Please count, in the material below, each line containing "marker", and report only the number.

────────────────────────────────────────

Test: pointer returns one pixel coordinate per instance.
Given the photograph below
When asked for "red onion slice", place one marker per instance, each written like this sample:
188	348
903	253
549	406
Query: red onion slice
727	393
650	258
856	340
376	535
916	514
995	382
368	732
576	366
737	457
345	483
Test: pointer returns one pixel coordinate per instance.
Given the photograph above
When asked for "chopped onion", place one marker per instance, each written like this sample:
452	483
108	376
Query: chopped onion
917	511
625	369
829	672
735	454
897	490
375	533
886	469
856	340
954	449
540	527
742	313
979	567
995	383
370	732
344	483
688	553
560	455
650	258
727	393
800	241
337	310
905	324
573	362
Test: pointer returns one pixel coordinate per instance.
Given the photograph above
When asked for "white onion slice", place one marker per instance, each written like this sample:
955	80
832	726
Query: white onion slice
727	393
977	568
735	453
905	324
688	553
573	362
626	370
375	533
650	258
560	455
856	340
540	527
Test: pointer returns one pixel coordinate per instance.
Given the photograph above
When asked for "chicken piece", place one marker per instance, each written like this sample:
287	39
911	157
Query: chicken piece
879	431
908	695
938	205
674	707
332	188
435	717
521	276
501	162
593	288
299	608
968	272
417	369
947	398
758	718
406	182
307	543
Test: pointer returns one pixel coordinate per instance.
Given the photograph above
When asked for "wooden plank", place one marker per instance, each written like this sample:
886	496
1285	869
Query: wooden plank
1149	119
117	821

────────────────────────────────────────

FINAL ANSWER: 5